Exercise description
Reproduce the listing that follows with no differences at all.

>> Begin Data lines

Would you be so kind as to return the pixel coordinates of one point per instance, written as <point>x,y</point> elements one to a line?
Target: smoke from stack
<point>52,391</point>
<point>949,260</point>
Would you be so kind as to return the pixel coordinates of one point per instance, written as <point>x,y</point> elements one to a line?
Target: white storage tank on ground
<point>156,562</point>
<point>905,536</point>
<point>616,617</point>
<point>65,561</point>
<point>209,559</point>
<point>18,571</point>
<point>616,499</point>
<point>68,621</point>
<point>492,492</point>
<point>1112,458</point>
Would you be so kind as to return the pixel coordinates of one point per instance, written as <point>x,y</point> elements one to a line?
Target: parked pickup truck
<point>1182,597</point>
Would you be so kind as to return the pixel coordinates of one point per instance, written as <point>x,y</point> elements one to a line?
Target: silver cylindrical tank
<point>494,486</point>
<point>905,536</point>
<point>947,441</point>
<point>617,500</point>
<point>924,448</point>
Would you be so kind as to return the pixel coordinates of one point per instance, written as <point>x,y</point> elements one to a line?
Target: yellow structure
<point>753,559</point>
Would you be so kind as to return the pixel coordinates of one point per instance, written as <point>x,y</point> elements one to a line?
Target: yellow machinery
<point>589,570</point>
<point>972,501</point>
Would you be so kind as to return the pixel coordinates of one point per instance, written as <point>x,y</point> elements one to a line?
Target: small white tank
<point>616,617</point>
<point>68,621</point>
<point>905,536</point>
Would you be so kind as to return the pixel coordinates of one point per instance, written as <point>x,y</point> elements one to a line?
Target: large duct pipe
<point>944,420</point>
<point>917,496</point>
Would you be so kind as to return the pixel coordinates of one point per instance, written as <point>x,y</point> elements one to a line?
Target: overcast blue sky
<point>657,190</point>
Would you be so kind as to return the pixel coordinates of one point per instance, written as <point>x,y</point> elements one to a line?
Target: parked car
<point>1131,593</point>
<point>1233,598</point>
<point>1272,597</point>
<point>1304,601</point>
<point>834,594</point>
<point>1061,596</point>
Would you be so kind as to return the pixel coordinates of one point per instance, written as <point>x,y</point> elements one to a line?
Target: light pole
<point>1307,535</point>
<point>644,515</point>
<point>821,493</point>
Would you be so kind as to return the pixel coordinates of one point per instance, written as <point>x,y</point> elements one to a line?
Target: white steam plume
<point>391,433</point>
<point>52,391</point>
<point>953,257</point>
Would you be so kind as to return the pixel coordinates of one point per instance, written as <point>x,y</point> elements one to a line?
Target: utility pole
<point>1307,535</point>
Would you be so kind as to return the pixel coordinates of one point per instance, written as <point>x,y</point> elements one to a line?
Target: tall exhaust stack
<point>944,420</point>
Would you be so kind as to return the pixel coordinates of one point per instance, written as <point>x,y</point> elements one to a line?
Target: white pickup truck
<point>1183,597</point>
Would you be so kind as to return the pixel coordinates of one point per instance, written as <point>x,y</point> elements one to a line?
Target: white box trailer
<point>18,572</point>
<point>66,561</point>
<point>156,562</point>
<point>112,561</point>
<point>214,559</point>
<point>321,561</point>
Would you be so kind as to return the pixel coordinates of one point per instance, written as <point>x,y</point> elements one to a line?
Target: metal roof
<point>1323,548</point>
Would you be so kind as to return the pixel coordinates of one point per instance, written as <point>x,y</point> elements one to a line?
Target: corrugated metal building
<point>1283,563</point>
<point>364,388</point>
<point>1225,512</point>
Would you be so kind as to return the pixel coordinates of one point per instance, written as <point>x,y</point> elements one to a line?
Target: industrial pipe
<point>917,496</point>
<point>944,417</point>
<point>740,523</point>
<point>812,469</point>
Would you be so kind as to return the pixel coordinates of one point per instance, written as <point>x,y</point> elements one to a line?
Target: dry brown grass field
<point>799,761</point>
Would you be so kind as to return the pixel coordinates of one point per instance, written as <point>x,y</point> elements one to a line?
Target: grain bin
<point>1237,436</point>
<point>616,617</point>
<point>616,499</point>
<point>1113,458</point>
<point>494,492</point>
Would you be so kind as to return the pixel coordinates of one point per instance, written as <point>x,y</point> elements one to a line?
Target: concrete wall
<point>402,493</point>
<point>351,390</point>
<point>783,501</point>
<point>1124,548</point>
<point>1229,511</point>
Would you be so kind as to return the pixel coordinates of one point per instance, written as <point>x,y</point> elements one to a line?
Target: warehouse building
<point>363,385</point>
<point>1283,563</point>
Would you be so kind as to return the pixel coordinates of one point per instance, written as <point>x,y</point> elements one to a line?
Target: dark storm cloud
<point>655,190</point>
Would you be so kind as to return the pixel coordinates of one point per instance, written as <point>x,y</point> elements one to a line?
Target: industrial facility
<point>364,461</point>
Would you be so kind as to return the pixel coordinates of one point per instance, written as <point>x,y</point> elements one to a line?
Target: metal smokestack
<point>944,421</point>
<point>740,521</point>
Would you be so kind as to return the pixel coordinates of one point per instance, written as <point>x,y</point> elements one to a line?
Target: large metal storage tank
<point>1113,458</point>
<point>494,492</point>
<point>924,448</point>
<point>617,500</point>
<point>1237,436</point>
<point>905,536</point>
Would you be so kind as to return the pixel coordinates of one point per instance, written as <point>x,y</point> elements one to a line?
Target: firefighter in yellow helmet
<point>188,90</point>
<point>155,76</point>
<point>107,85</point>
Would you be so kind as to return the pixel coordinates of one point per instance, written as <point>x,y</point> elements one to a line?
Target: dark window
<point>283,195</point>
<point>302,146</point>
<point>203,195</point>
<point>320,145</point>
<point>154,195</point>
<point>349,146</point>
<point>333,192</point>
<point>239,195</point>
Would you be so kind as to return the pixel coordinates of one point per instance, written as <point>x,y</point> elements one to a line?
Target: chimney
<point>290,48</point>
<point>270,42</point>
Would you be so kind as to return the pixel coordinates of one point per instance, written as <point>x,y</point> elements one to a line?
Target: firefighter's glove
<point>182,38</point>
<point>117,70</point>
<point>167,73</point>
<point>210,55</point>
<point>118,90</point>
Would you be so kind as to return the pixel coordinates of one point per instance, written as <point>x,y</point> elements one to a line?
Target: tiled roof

>> End Data lines

Exercise answer
Would you be so kind as to return the pixel coordinates of one point per instance, written as <point>x,y</point> elements one to a line?
Target: smoke from stack
<point>52,391</point>
<point>949,260</point>
Would you be so kind as to return the pixel coordinates of one point per instance, written as <point>x,y</point> elements one to a line?
Target: white storage tank on ground
<point>156,562</point>
<point>905,536</point>
<point>616,617</point>
<point>65,561</point>
<point>209,559</point>
<point>18,571</point>
<point>616,499</point>
<point>68,621</point>
<point>492,492</point>
<point>1112,458</point>
Would you be so kind as to return the pixel coordinates of one point per instance, written as <point>x,y</point> elements one to a line?
Target: parked pickup truck
<point>1182,597</point>
Would you be so kind as to return the pixel coordinates of one point per instance, written as <point>x,y</point> elements one to a line?
Target: silver cylindrical tank
<point>494,486</point>
<point>905,536</point>
<point>947,441</point>
<point>617,500</point>
<point>924,448</point>
Would you be so kind as to return the pixel coordinates of one point per instance, written as <point>x,y</point> elements one to a line?
Target: yellow structure
<point>753,559</point>
Would you be so kind as to return the pixel coordinates of one point per instance, written as <point>x,y</point> elements one to a line?
Target: yellow machinery
<point>589,570</point>
<point>972,501</point>
Would you be so kind as to return the pixel coordinates of one point per instance, written as <point>x,y</point> elements one to a line?
Target: small white tank
<point>616,617</point>
<point>68,621</point>
<point>905,536</point>
Would you be so kind as to return the pixel coordinates of one point per instance, written as <point>x,y</point> elements one to a line?
Target: large duct pipe
<point>944,420</point>
<point>917,496</point>
Would you be so kind as to return the pixel coordinates of one point per instance, written as <point>x,y</point> elements one to a line?
Target: overcast blue sky
<point>657,190</point>
Would you be so kind as to return the pixel coordinates of one point per instance, written as <point>x,y</point> elements one to a line?
Target: parked car
<point>1131,593</point>
<point>1233,598</point>
<point>1272,597</point>
<point>1304,601</point>
<point>834,594</point>
<point>1061,596</point>
Would you be so kind as to return the pixel coordinates of one point per instance, written as <point>x,y</point> elements one to a line?
Target: light pole
<point>1307,535</point>
<point>644,515</point>
<point>821,493</point>
Would you be so kind as to return the pixel coordinates of one point per instance, written as <point>x,y</point> elements one to a line?
Target: white steam plume
<point>391,433</point>
<point>52,391</point>
<point>953,257</point>
Would you be so kind as to return the pixel coordinates of one point per instance, written as <point>x,y</point> elements one to a line?
Target: utility pole
<point>1307,535</point>
Would you be so kind as to return the pixel coordinates of one point per instance, written as <point>x,y</point> elements one to a line?
Target: tall exhaust stack
<point>944,420</point>
Would you be so kind as to return the pixel coordinates of one point per instance, written as <point>x,y</point> elements one to a line?
Target: white pickup truck
<point>1183,597</point>
Would you be so kind as to return the pixel coordinates of one point per instance, written as <point>x,y</point> elements one to a line?
Target: white box trailer
<point>18,572</point>
<point>66,561</point>
<point>156,562</point>
<point>112,561</point>
<point>214,559</point>
<point>321,561</point>
Would you be so kind as to return the pixel coordinates of one point per instance, written as <point>x,y</point> elements one to a line?
Target: metal roof
<point>1323,548</point>
Would you be so kind as to return the pixel coordinates of one point per instance, written as <point>x,y</point> elements one to a line?
Target: corrugated metal building
<point>1283,563</point>
<point>364,388</point>
<point>1225,512</point>
Would you be so kind as to return the pixel coordinates of one point per instance, written as <point>x,y</point> elements one to a line?
Target: industrial pipe
<point>917,496</point>
<point>944,417</point>
<point>740,523</point>
<point>812,469</point>
Would you be so kind as to return the pixel coordinates of one point per instance, written as <point>x,y</point> elements one to a line?
Target: dry brown grass field
<point>799,761</point>
Would you be so kind as to return the pixel coordinates of one point per instance, written as <point>x,y</point> elements one to a line?
Target: grain bin
<point>1237,436</point>
<point>616,617</point>
<point>616,499</point>
<point>1113,458</point>
<point>494,492</point>
Would you be so kind as to return the pixel coordinates of one point per instance, written as <point>x,y</point> elements one to a line?
Target: concrete wall
<point>402,493</point>
<point>351,390</point>
<point>783,501</point>
<point>1124,548</point>
<point>1229,511</point>
Would you be so kind as to return the pixel coordinates of one point per instance, written as <point>x,y</point> elements one to a line?
Target: warehouse building
<point>363,385</point>
<point>1283,563</point>
Would you be so kind as to return the pixel coordinates of one point per instance, written as <point>x,y</point> elements one to a line?
Target: dark storm cloud
<point>655,190</point>
Would you be so kind as to return the pixel coordinates of one point per instance, written as <point>x,y</point> elements one to a line?
Target: industrial facility
<point>364,461</point>
Would you be so kind as to return the pixel coordinates of one point per instance, written as <point>x,y</point> elements one to a line?
Target: metal smokestack
<point>944,421</point>
<point>740,521</point>
Would you be so kind as to return the pixel coordinates of one point per instance, written as <point>x,y</point> elements one to a line?
Target: large metal storage tank
<point>1113,458</point>
<point>494,492</point>
<point>924,448</point>
<point>617,500</point>
<point>1237,436</point>
<point>905,536</point>
Would you be so kind as to return the pixel coordinates of one point per instance, written as <point>x,y</point> elements one to a line?
Target: firefighter in yellow helmet
<point>188,90</point>
<point>155,76</point>
<point>107,85</point>
Would you be so kind as to return the pixel coordinates of one point per instance, written as <point>x,y</point> elements one to a line?
Target: dark window
<point>283,195</point>
<point>302,146</point>
<point>203,195</point>
<point>320,145</point>
<point>154,195</point>
<point>349,146</point>
<point>333,192</point>
<point>239,195</point>
Would you be so kind as to return the pixel coordinates of one point per instance, written as <point>x,y</point> elements one to a line?
Target: chimney
<point>290,48</point>
<point>270,42</point>
Would you be so kind as to return the pixel coordinates of one point per instance, written as <point>x,y</point> elements one to a line?
Target: firefighter's glove
<point>182,38</point>
<point>117,70</point>
<point>167,73</point>
<point>210,55</point>
<point>118,90</point>
Would you be so kind as to return the pixel coordinates of one point per instance, written as <point>x,y</point> elements one to a line?
Target: tiled roof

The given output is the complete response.